5.21 ① distributions and sampling

US income data

In this mission, we'll be looking at US income data. Each row is a single county in the US. For each county, we have the following columns:

id -- the county id.
county -- the name and state of the county.
pop_over_25 -- the number of adults over age 25.
median_income -- the median income for residents over age 25 in the county.
median_income_no_hs-- median income for residents without a high school education.
median_income_hs -- median income for high school graduates who didn't go to college.
median_income_some_college -- median income for residents who went to college but didn't graduate.
median_income_college-- median income for college graduates.
median_income_graduate_degree-- median income for those with a masters or other graduate degree.

---

Find the county with the lowest median income in the US (median_income). Assign the name of the county (county) to lowest_income_county.

Find the county that has more than 500000 residents with the lowest median income. Assign the name of the county to lowest_income_high_pop_county.

# The first 5 rows of the data.
print(income.head())
# The .idxmin() function will find the 
# index of the minimum value in a column.
lowest_income_county = income['county'][
    income['median_income'].idxmin()
]

high_pop =income[ income['pop_over_25'] > 500000]

lowest_income_high_pop_county = high_pop[
    'county'][high_pop['median_income'
                      ].idxmin()]

random numbers

import random
# returns a random integer between 
# the numbers 0 and 10 ,inclusive.
### a random integer,one!
num = random.randint(0,10)

# generate a sequence of 
### 10  numbers 
# between  the values of 0 to 10
random_sequence = [random.randint(0,10) for _ in range(10)]

# # After a random seed is set, the numbers generated
# after will follow the same sequence.

random.seed(10)
print([random.randint(0,10) for _ in range(5)])

# same sequence as above
random.seed(10)
print([random.randint(0,10) for _ in range(5)])

# different seed means different sequence
random.seed(11)
print([random.randint(0,10) for _ in range (5)])

# Set a random seed of 20 and generate a list of
# 10 random numbers between the values 0 and 10.
# Assign the list to new_sequence.

random.seed(20)
new_sequence = [random.randint(0,10) for _ in range (10)]

selecting items from a list

# Let's say that we have some data on
# how much shoppers spend in a store.
shopping= [300,200,100,600,20]

# We want to sample the data, 
# and only select 4 elements.

random.seed(1)
shopping_sample = random.sample(shopping,4)
# 4 random items from the shopping list.

population vs sample

# Use [roll() for _ in range(x)] to 
# generate the rolls, 
# with x being the number of rolls. 
# Use plt.hist(sample, 6) to generate the plot.
#  Make sure to set the seed before 
# generating each sequence of rolls.

import matplotlib.pyplot as plt 
# make a function  that returns the 
# results of a  die roll.
# a die roll , one!
def roll():
    return random.randint(1,6)


random.seed(1)
samll_sample =[ roll() for _ in range(10)]

# plot a histogram with 6 bins
# 1 for each possible outcome
# of the die roll.

**Task goal**
In the notes on distributions and sampling above, set down everything from "pop_over_25 -- the" down to "but didn't graduate.", word for word.

Data taken from a collection:

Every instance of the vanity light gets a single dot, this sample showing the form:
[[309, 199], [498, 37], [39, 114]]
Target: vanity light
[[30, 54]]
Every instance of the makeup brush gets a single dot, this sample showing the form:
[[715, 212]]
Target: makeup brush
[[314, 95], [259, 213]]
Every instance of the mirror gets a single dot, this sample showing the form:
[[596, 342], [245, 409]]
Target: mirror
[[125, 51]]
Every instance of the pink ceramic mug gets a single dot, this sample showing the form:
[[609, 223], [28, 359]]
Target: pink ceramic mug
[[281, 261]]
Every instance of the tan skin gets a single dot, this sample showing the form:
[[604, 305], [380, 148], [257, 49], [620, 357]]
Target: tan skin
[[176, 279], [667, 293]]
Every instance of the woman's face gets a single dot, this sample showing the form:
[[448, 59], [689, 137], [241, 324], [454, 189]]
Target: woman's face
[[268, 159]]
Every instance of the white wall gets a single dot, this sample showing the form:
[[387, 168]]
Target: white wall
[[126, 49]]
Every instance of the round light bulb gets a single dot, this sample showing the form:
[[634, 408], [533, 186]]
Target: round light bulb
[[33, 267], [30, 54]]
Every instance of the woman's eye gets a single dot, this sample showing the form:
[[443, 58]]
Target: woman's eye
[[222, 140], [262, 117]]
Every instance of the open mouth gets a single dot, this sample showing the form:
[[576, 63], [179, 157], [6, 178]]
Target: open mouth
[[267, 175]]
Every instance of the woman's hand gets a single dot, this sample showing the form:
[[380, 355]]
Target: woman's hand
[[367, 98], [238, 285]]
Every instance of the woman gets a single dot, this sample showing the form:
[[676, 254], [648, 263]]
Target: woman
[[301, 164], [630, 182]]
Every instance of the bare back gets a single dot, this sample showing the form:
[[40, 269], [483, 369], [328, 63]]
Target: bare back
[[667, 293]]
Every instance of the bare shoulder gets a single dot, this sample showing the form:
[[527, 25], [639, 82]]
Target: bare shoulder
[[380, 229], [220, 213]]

**Answer for the task**
pop_over_25 -- the number of adults over age 25.
median_income -- the median income for residents over age 25 in the county.
median_income_no_hs-- median income for residents without a high school education.
median_income_hs -- median income for high school graduates who didn't go to college.
median_income_some_college -- median income for residents who went to college but didn't graduate.